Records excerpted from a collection
═══

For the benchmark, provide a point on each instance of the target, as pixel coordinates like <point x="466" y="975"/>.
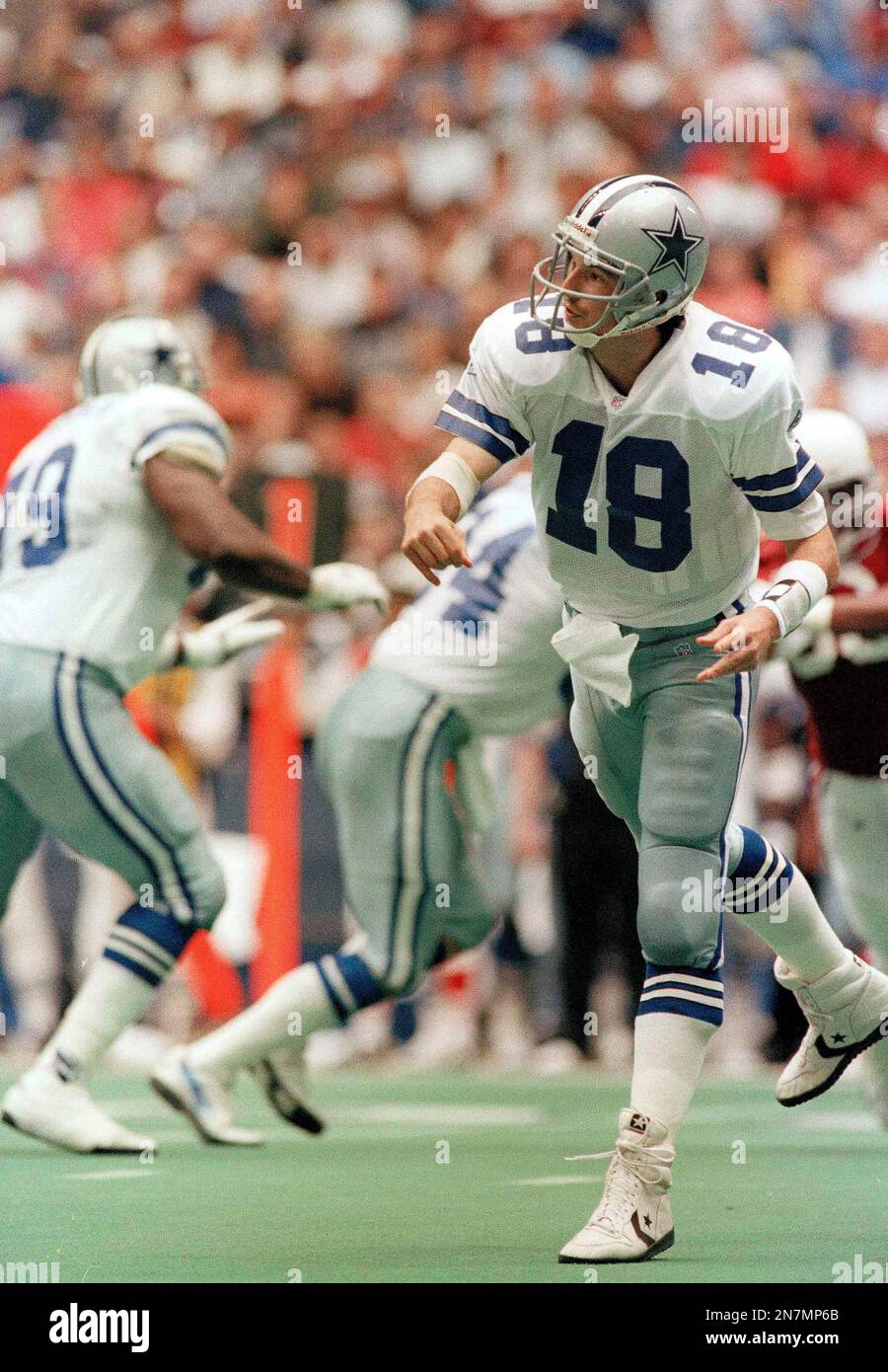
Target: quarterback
<point x="469" y="658"/>
<point x="662" y="435"/>
<point x="114" y="513"/>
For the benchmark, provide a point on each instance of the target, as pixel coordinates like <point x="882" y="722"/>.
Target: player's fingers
<point x="432" y="548"/>
<point x="420" y="566"/>
<point x="455" y="544"/>
<point x="714" y="636"/>
<point x="727" y="665"/>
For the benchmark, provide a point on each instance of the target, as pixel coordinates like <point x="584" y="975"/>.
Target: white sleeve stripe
<point x="481" y="424"/>
<point x="182" y="426"/>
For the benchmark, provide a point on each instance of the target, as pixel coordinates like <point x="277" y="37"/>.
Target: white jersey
<point x="88" y="564"/>
<point x="648" y="505"/>
<point x="483" y="639"/>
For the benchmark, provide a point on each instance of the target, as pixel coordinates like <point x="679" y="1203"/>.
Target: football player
<point x="469" y="658"/>
<point x="112" y="514"/>
<point x="662" y="435"/>
<point x="839" y="657"/>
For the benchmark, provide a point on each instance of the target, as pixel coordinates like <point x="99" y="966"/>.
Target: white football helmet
<point x="839" y="446"/>
<point x="136" y="350"/>
<point x="644" y="229"/>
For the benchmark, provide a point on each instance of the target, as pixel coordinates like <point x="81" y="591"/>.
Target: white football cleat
<point x="281" y="1077"/>
<point x="63" y="1112"/>
<point x="204" y="1097"/>
<point x="634" y="1219"/>
<point x="847" y="1012"/>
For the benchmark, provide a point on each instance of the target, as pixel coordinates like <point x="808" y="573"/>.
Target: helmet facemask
<point x="632" y="303"/>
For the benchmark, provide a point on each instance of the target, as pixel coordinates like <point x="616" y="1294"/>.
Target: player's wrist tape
<point x="457" y="474"/>
<point x="797" y="587"/>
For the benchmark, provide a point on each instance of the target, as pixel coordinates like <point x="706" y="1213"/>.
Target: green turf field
<point x="371" y="1202"/>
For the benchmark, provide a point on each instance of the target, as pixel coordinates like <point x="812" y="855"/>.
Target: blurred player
<point x="839" y="657"/>
<point x="470" y="658"/>
<point x="112" y="514"/>
<point x="659" y="432"/>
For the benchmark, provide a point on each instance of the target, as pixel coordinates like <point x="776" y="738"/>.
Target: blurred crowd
<point x="330" y="196"/>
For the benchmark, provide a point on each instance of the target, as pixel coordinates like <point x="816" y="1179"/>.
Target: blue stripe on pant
<point x="684" y="991"/>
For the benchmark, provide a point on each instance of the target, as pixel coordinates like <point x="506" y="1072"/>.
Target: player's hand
<point x="431" y="541"/>
<point x="740" y="643"/>
<point x="340" y="584"/>
<point x="213" y="644"/>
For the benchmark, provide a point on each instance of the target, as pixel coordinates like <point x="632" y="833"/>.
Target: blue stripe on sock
<point x="707" y="973"/>
<point x="333" y="999"/>
<point x="164" y="931"/>
<point x="691" y="1009"/>
<point x="662" y="987"/>
<point x="358" y="978"/>
<point x="136" y="967"/>
<point x="752" y="855"/>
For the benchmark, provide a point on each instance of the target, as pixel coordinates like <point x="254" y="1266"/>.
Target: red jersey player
<point x="839" y="658"/>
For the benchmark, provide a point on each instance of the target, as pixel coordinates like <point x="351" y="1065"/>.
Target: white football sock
<point x="782" y="913"/>
<point x="288" y="1012"/>
<point x="667" y="1065"/>
<point x="797" y="931"/>
<point x="109" y="1001"/>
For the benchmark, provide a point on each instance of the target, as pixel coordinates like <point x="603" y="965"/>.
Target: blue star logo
<point x="676" y="246"/>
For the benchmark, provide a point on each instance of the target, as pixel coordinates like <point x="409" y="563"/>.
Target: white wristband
<point x="457" y="474"/>
<point x="796" y="589"/>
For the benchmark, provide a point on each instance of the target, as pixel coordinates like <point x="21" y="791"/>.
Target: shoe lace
<point x="630" y="1167"/>
<point x="817" y="1019"/>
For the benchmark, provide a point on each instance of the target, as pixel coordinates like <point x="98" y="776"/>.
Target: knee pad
<point x="203" y="881"/>
<point x="685" y="799"/>
<point x="678" y="906"/>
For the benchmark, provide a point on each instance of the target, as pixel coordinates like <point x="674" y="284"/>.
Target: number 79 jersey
<point x="88" y="564"/>
<point x="648" y="505"/>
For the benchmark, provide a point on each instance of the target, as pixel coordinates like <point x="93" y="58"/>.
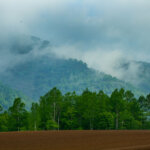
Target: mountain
<point x="33" y="69"/>
<point x="7" y="96"/>
<point x="38" y="75"/>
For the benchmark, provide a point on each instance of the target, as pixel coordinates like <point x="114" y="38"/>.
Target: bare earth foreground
<point x="75" y="140"/>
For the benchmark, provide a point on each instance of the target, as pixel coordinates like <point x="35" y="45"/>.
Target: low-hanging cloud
<point x="105" y="34"/>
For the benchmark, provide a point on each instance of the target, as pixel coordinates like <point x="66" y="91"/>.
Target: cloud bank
<point x="102" y="33"/>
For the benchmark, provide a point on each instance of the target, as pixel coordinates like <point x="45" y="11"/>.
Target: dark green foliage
<point x="17" y="116"/>
<point x="7" y="95"/>
<point x="87" y="111"/>
<point x="36" y="76"/>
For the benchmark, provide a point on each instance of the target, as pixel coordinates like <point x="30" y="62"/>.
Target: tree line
<point x="87" y="111"/>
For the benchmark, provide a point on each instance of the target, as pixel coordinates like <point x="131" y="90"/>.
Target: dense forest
<point x="36" y="76"/>
<point x="71" y="111"/>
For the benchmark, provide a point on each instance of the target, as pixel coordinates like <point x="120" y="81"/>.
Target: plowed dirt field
<point x="75" y="140"/>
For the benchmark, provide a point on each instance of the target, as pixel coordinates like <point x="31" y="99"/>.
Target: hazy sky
<point x="100" y="32"/>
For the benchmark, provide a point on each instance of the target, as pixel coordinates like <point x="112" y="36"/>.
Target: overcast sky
<point x="100" y="32"/>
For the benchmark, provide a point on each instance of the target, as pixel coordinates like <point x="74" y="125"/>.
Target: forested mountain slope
<point x="38" y="75"/>
<point x="7" y="96"/>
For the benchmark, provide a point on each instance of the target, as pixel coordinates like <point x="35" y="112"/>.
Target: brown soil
<point x="75" y="140"/>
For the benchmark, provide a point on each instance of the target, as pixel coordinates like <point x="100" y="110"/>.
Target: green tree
<point x="34" y="119"/>
<point x="17" y="116"/>
<point x="118" y="104"/>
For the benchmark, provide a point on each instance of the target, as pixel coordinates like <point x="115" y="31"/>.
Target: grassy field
<point x="75" y="140"/>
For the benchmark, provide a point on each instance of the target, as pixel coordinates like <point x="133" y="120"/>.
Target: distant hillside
<point x="140" y="78"/>
<point x="7" y="96"/>
<point x="38" y="75"/>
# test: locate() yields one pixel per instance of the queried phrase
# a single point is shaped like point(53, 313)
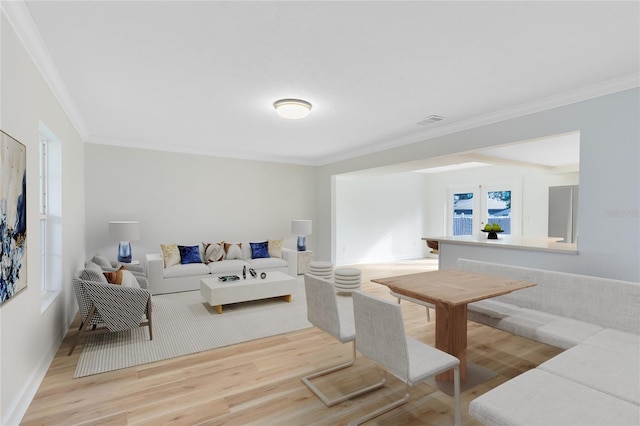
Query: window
point(463, 213)
point(50, 216)
point(498, 209)
point(474, 206)
point(43, 213)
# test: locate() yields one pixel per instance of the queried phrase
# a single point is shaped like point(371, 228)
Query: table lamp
point(124, 231)
point(302, 228)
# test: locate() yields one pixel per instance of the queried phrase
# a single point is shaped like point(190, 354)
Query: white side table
point(134, 266)
point(304, 259)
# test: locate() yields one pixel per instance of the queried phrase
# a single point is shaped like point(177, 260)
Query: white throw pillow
point(213, 252)
point(275, 248)
point(233, 251)
point(129, 280)
point(170, 254)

═══

Omit any images, then output the listing exactly.

For the benchmark, provide a point on each instance of the target, as pixel coordinates like <point x="466" y="975"/>.
Target: quarterback
<point x="469" y="658"/>
<point x="662" y="435"/>
<point x="114" y="513"/>
For the benchmark, provide a point on each instance of the target, as pixel coordinates like <point x="882" y="722"/>.
Target: player's fingers
<point x="432" y="548"/>
<point x="420" y="566"/>
<point x="455" y="544"/>
<point x="714" y="636"/>
<point x="727" y="665"/>
For the benchmark, provide a point on each instance of the target, as pixel coordinates like <point x="584" y="975"/>.
Target: white sleeve stripe
<point x="481" y="424"/>
<point x="182" y="426"/>
For the benchmark, provide a point on each instance of the target, as pixel coordinates like <point x="277" y="37"/>.
Target: white jersey
<point x="88" y="564"/>
<point x="648" y="505"/>
<point x="483" y="639"/>
For the benchmark, provide a point on each instance of the target, as pixel coordinates like <point x="679" y="1203"/>.
Target: football player
<point x="469" y="658"/>
<point x="112" y="514"/>
<point x="662" y="435"/>
<point x="839" y="657"/>
For the benchmark, provide a point on each instance of the target, as pixel coordinates like <point x="99" y="966"/>.
Target: white football helmet
<point x="839" y="446"/>
<point x="136" y="350"/>
<point x="644" y="229"/>
For the benchmark, provide a point on each instance of the target, as pixel coordinates like <point x="81" y="591"/>.
Target: white football cleat
<point x="281" y="1077"/>
<point x="63" y="1112"/>
<point x="204" y="1097"/>
<point x="634" y="1219"/>
<point x="847" y="1012"/>
For the benchmark, provide a point on each instance of the target, as pixel coordinates like <point x="808" y="573"/>.
Target: helmet facemask
<point x="632" y="303"/>
For the benchmark, provide a point on each instance of the target, as pixel coordinates like <point x="616" y="1294"/>.
Target: player's wrist tape
<point x="457" y="474"/>
<point x="797" y="587"/>
For the benchmark, provide a point on each instance of the target, as pixel coordinates like <point x="706" y="1213"/>.
Target: green turf field
<point x="371" y="1202"/>
For the benchmark, provide a point on each instance of the target, as pixel coordinates like <point x="812" y="855"/>.
Target: blurred player
<point x="839" y="657"/>
<point x="470" y="658"/>
<point x="112" y="514"/>
<point x="659" y="432"/>
For the benchmark, provide a point on each instance of the target, as pixel coordinates like <point x="776" y="738"/>.
Target: blurred crowd
<point x="330" y="196"/>
For the benchmark, provide a point on each instance of the target, as pixel coordinates like <point x="816" y="1179"/>.
Target: blue stripe on pant
<point x="684" y="991"/>
For the benchmark, provide a point on each instance of the target, as pixel coordinates like <point x="506" y="1072"/>.
Target: player's hand
<point x="431" y="541"/>
<point x="740" y="643"/>
<point x="340" y="584"/>
<point x="213" y="644"/>
For the benchmark, provide a point on each instance of the target, as pixel coordinates like <point x="632" y="833"/>.
Target: blue stripe on sock
<point x="707" y="973"/>
<point x="333" y="999"/>
<point x="164" y="931"/>
<point x="691" y="1009"/>
<point x="662" y="987"/>
<point x="358" y="978"/>
<point x="136" y="967"/>
<point x="752" y="855"/>
For the benchmark, provide a point on each instance of the target, as pixel coordinates like <point x="254" y="1266"/>.
Target: red jersey player
<point x="839" y="658"/>
For the benchmark, provide a point on each instance of the target, as pixel coordinates like <point x="351" y="1065"/>.
Target: white football sock
<point x="782" y="913"/>
<point x="288" y="1012"/>
<point x="667" y="1065"/>
<point x="797" y="931"/>
<point x="109" y="1001"/>
For the benchmark, provide a point on each instance of the target, as pixel coordinates like <point x="603" y="965"/>.
Target: blue star logo
<point x="676" y="246"/>
For the benchmark, provide a point on each instance of the target, as pixel coordinates like <point x="409" y="563"/>.
Target: white wristband
<point x="457" y="474"/>
<point x="796" y="589"/>
For the benchmark, provide a point on each instance of the target, as pixel coordinates like <point x="21" y="791"/>.
Target: shoe lace
<point x="630" y="1167"/>
<point x="817" y="1019"/>
For the benchmark, provide a point on each instance of the target, as pixel coordinates like <point x="98" y="776"/>.
Target: knee pad
<point x="203" y="881"/>
<point x="685" y="799"/>
<point x="678" y="906"/>
For the benchmark, provide a point on each instance of the target, as pixel coordinates like <point x="674" y="284"/>.
Target: number 79 jersey
<point x="88" y="564"/>
<point x="648" y="505"/>
For the benchmark, provide a point on each instance of the target, as pixel coordinates like <point x="93" y="58"/>.
Target: mountain
<point x="33" y="69"/>
<point x="7" y="96"/>
<point x="38" y="75"/>
For the benchmark, provide a point on each instance of the target, as pixel coordinates like <point x="114" y="38"/>.
Target: bare earth foreground
<point x="75" y="140"/>
For the benchmark, provide a point on each instance of the target, as pixel coordinates like <point x="35" y="45"/>.
Target: low-hanging cloud
<point x="105" y="34"/>
For the benchmark, provide a point on each instance of the target, as pixel coordinates like <point x="66" y="91"/>.
Target: cloud bank
<point x="102" y="33"/>
For the benchmark, provide a point on each instance of the target, as pixel coordinates like <point x="45" y="11"/>.
Target: dark green foliage
<point x="17" y="116"/>
<point x="7" y="95"/>
<point x="87" y="111"/>
<point x="36" y="76"/>
For the benchmark, provide a point on each instance of the target, as pixel coordinates like <point x="30" y="62"/>.
Target: tree line
<point x="87" y="111"/>
For the benchmark, provide a point on each instance of the target, as pixel coordinates like <point x="131" y="90"/>.
Target: dense forest
<point x="36" y="76"/>
<point x="71" y="111"/>
For the benchmark, provide a point on each instance of the target, as pixel coordinates like <point x="120" y="81"/>.
Target: plowed dirt field
<point x="75" y="140"/>
For the benchmark, provide a point on each instance of the target, as pixel coordinates like <point x="31" y="99"/>.
Target: hazy sky
<point x="100" y="32"/>
For the benchmark, provide a point on each instance of the target, as pixel coordinates like <point x="112" y="36"/>.
Target: overcast sky
<point x="100" y="32"/>
For the benchmark, provide a point on each instance of the target, as pixel coordinates like <point x="74" y="125"/>.
Target: forested mountain slope
<point x="38" y="75"/>
<point x="7" y="96"/>
For the benchmark, provide a point on each instance of the target, as pixel coordinates like <point x="35" y="112"/>.
Target: brown soil
<point x="75" y="140"/>
For the benchmark, provide a point on each instance of the target, as pixel coordinates like <point x="100" y="110"/>.
Target: green tree
<point x="34" y="119"/>
<point x="17" y="116"/>
<point x="118" y="104"/>
For the benchmark, provide a point on each instance of the target, as pixel coordinates like <point x="115" y="31"/>.
Target: grassy field
<point x="75" y="140"/>
For the benchmark, provide a point on each instance of the target, as pixel coordinates like <point x="133" y="120"/>.
Target: distant hillside
<point x="140" y="78"/>
<point x="7" y="96"/>
<point x="38" y="75"/>
# test: locate() yields one pixel per instance of the queried phrase
# a single point is shaped like point(53, 313)
Query: window
point(463, 213)
point(50, 216)
point(498, 209)
point(474, 206)
point(43, 213)
# test: locate() yields one pixel per instance of the queried phrase
# a single point is shaped like point(371, 228)
Query: table lamp
point(124, 231)
point(302, 228)
# test: locate() yields one pixel per instance of the queried phrase
# a single point is shaped like point(190, 354)
Query: white side table
point(134, 266)
point(304, 259)
# test: locate() yields one pixel per instance of the queried phrase
# a single point is shaped like point(177, 260)
Query: white throw pillow
point(213, 252)
point(275, 248)
point(233, 251)
point(129, 280)
point(170, 254)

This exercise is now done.